■ DATASET
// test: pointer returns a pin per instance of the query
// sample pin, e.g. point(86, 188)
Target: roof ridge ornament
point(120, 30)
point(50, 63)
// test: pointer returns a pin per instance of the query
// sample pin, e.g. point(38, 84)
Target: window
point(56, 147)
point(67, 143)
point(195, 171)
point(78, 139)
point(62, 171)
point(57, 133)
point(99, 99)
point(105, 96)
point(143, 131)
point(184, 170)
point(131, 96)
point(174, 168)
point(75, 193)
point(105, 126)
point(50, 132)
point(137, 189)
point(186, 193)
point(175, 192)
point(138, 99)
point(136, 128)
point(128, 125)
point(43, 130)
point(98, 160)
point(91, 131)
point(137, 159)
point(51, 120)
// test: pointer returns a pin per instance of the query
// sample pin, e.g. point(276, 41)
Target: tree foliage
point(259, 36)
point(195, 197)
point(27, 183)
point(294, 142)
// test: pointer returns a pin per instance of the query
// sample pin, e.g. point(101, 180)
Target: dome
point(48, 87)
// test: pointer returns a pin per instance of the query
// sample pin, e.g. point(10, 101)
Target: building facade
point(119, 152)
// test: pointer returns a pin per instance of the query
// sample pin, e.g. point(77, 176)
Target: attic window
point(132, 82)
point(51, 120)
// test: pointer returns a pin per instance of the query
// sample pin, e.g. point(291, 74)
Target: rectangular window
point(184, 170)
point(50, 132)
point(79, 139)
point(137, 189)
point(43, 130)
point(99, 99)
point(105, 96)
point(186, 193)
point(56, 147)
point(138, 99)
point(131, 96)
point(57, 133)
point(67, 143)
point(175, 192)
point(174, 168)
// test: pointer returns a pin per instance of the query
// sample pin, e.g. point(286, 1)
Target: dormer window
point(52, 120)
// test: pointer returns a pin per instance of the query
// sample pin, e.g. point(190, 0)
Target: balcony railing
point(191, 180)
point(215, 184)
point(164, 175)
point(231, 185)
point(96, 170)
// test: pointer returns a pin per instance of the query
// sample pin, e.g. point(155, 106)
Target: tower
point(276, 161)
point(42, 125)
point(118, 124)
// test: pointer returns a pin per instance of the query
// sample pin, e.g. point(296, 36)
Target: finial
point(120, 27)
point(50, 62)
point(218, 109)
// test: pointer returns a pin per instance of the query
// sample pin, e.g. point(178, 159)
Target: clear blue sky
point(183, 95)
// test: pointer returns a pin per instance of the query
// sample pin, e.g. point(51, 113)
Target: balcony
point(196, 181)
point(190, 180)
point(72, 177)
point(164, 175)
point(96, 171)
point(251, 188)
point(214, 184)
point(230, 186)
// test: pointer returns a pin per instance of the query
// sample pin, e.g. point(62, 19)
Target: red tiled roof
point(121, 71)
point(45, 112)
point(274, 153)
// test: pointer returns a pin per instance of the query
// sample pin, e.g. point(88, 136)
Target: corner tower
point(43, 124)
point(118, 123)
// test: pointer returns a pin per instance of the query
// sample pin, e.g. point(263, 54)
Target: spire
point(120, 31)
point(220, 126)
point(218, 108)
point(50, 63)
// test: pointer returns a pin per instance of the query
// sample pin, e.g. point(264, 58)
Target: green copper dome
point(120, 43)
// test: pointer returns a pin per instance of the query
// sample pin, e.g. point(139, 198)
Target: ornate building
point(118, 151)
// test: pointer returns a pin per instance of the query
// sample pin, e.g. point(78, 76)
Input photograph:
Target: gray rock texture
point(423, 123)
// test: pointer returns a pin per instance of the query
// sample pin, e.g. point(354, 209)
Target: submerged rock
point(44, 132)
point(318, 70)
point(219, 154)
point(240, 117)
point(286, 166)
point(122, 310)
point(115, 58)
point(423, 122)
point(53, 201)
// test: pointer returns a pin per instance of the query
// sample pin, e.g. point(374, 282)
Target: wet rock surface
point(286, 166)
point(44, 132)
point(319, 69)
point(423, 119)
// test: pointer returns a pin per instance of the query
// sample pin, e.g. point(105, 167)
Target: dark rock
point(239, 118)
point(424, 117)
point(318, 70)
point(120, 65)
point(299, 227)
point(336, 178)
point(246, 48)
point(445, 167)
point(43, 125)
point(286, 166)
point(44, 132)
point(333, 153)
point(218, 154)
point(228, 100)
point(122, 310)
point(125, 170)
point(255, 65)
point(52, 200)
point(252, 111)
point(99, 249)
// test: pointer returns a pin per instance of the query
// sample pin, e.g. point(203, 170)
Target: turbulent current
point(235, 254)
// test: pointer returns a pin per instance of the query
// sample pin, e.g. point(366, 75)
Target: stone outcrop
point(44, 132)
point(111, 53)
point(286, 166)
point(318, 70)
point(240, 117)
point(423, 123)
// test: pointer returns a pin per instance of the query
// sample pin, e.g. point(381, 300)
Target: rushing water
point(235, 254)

■ WHAT IS NEEDED
Take the lines above and print them exactly.

■ CORRECT OUTPUT
// test: pointer returns a pin per instance of the query
// sample pin, e.g. point(86, 188)
Target: roof ridge ornament
point(120, 30)
point(50, 63)
// test: pointer returns a pin per instance of the query
// sample pin, e.g. point(38, 84)
Target: window
point(56, 147)
point(67, 143)
point(195, 171)
point(78, 139)
point(62, 171)
point(57, 133)
point(99, 99)
point(105, 96)
point(143, 131)
point(184, 170)
point(131, 96)
point(174, 168)
point(75, 193)
point(105, 126)
point(50, 132)
point(137, 189)
point(186, 193)
point(175, 192)
point(138, 99)
point(136, 128)
point(128, 125)
point(43, 130)
point(98, 160)
point(91, 131)
point(137, 159)
point(51, 120)
// test: pointer returns a pin per instance of the query
// sample pin, e.g. point(276, 41)
Target: tree foliage
point(259, 36)
point(195, 197)
point(27, 183)
point(294, 142)
// test: pointer returns a pin per instance of the query
// sample pin, e.g. point(101, 180)
Target: dome
point(48, 87)
// test: pointer returns a pin per instance of the query
// sample pin, e.g. point(10, 101)
Target: building facade
point(119, 152)
// test: pointer returns a pin per instance of the query
// sample pin, e.g. point(77, 176)
Target: attic window
point(132, 82)
point(51, 120)
// test: pointer returns a pin per instance of the query
// sample pin, e.g. point(291, 74)
Target: rectangular window
point(184, 170)
point(50, 132)
point(79, 139)
point(137, 189)
point(43, 130)
point(99, 99)
point(105, 96)
point(186, 193)
point(56, 147)
point(138, 99)
point(131, 96)
point(57, 133)
point(67, 143)
point(175, 192)
point(174, 168)
// test: pointer returns a pin per instance of the query
// sample pin, e.g. point(286, 1)
Target: dormer window
point(52, 120)
// test: pointer returns a pin per instance of the query
// sample pin, e.g. point(190, 0)
Target: balcony railing
point(191, 180)
point(215, 184)
point(164, 175)
point(231, 185)
point(96, 170)
// test: pointer returns a pin per instance of the query
// sample pin, e.g. point(155, 106)
Target: tower
point(276, 161)
point(42, 125)
point(118, 124)
// test: pointer returns a pin per instance of the query
// sample pin, e.g. point(296, 36)
Target: finial
point(120, 27)
point(50, 62)
point(218, 109)
// test: pointer returns a pin per instance of the query
// sample pin, e.g. point(178, 159)
Target: clear blue sky
point(183, 95)
// test: pointer returns a pin per instance of the query
// sample pin, e.g. point(51, 113)
Target: balcony
point(196, 181)
point(190, 180)
point(72, 177)
point(164, 175)
point(96, 171)
point(251, 188)
point(214, 184)
point(230, 186)
// test: pointer returns a pin per instance of the query
// sample pin, e.g. point(62, 19)
Target: red tiled roof
point(121, 71)
point(45, 112)
point(274, 153)
// test: pointer returns a pin per instance of the query
// sample pin, e.g. point(88, 136)
Target: corner tower
point(43, 124)
point(118, 123)
// test: pointer returns a pin per instance of the query
// sample pin, e.g. point(263, 54)
Target: spire
point(120, 31)
point(220, 126)
point(218, 108)
point(50, 63)
// test: pointer returns a pin per instance of the query
// sample pin, e.g. point(264, 58)
Target: green copper dome
point(120, 43)
// test: pointer returns a pin per instance of the query
// sample pin, e.g. point(139, 198)
Target: ornate building
point(118, 151)
// test: pointer returns a pin per instance of the query
// sample pin, e.g. point(78, 76)
Input photograph:
Target: gray rock texture
point(423, 123)
// test: pointer returns a pin per instance of the query
// sample pin, e.g. point(354, 209)
Target: submerged rock
point(44, 132)
point(318, 70)
point(219, 154)
point(240, 117)
point(286, 166)
point(122, 310)
point(115, 58)
point(423, 122)
point(53, 201)
// test: pointer returns a pin per instance of the query
// sample pin, e.g. point(374, 282)
Target: wet rock surface
point(286, 166)
point(44, 132)
point(319, 69)
point(423, 119)
// test: pointer returns a pin per instance of the query
// sample pin, e.g. point(105, 167)
Target: dark rock
point(239, 118)
point(424, 117)
point(318, 70)
point(120, 65)
point(299, 227)
point(336, 178)
point(246, 48)
point(445, 167)
point(43, 125)
point(286, 166)
point(44, 132)
point(333, 153)
point(218, 154)
point(228, 100)
point(122, 310)
point(125, 170)
point(255, 65)
point(52, 200)
point(252, 111)
point(99, 249)
// test: pointer returns a pin per instance of the query
// sample pin, e.g. point(203, 170)
Target: turbulent current
point(235, 254)
// test: pointer returns a pin per instance of the query
// sample pin, e.g. point(366, 75)
Target: stone outcrop
point(44, 132)
point(111, 53)
point(286, 166)
point(318, 70)
point(240, 117)
point(423, 123)
// test: pointer returns a pin per instance of the query
// sample pin, e.g. point(381, 300)
Target: rushing water
point(235, 254)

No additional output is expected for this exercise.